#### Text provided ####

Weedy Moment – Bill seemed too high to even realize that his ex-wife knew all about him traveling across the world for an affair.

11. Smokey from Friday

You may be wondering why I didn’t just list Chris Tucker but I don’t know if he’s a pothead or not in real life. But the original Friday movie where Tucker plays Ice Cube’s constantly stoned best friend, Smokey, he knocks it out of the park. If you’ve seen Friday, Smokey is always the first person everyone talks about. He was hilarious and smoked a lot of weed, so much so that he got into trouble with Big Worm, the neighborhood drug dealer.

Weedy Moment – Smoked so much weed that he owes Big Worm $200 by 10pm or he’s a dead man (in the movie, at leaset).

10. Oliver Stone (director, Platoon, Born on the 4th of July)

Platoon still ranks as the best war movie I’ve ever seen and Oliver Stone, the director, is still one of the greatest director’s I’ve seen in my time. Many of the scenes from Platoon were based on his tour in Vietnam, including the classic scene in the bunker with his unit smoking Vietamese reefer and listening to some tunes. His movies always seem to have references to drugs and, if you’ve seen Natural Born Killers, you’ll probably think the director was under the influence while directing it. Nonetheless, Oliver’s a big believer in cannabis and a hell of a director.

Weedy Moment – Got caught in 1968 trying to cross the border from Mexico with two ounces of dope.

9. Woody Harrelson (actor, White Men Can’t Jump, People v. Larry Flynt)

Woody’s known to have been a stoner for a long time, someone who clearly believes in the legalization of the plant. He’s always been candid during his discussion on the matter and doesn’t even mind being caught on camera with a pipe as you can see pictures of him toking up all over the web. He’s also on the NORML advisory board.

Weedy Moment – Decided to scale the Golden Gate Bridge with other protesters to demand the protection of an ancient redwood forest. There are other ways to handle this, Woody.

8. Willie Nelson (country singer)

#### Dataset extract ####

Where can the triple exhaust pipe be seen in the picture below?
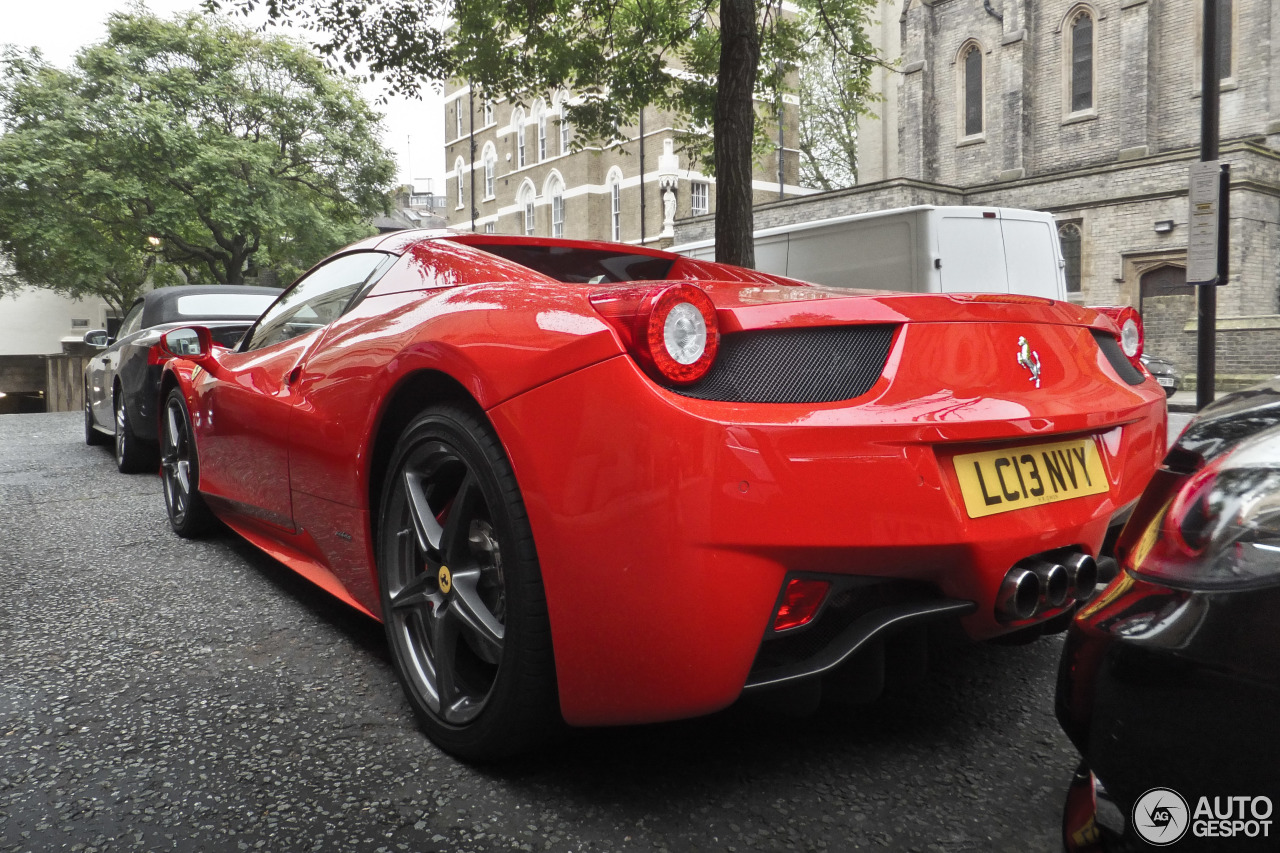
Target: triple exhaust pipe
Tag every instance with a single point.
(1043, 583)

####

To do —
1 – Answer each question using the list of celebrities:
(a) How much does Smokey owe Big Worm, and by what time?
(b) In what year was Oliver Stone caught at the Mexican border, and how much dope was he carrying?
(c) What advisory board is Woody Harrelson on?
2 – Reproduce the part of the list of celebrities between "Weedy Moment – Got" and "Nelson (country singer)", inclusive.

Final answers —
1 –
(a) $200, by 10pm.
(b) 1968, with two ounces.
(c) The NORML advisory board.

2 –
Weedy Moment – Got caught in 1968 trying to cross the border from Mexico with two ounces of dope.

9. Woody Harrelson (actor, White Men Can’t Jump, People v. Larry Flynt)

Woody’s known to have been a stoner for a long time, someone who clearly believes in the legalization of the plant. He’s always been candid during his discussion on the matter and doesn’t even mind being caught on camera with a pipe as you can see pictures of him toking up all over the web. He’s also on the NORML advisory board.

Weedy Moment – Decided to scale the Golden Gate Bridge with other protesters to demand the protection of an ancient redwood forest. There are other ways to handle this, Woody.

8. Willie Nelson (country singer)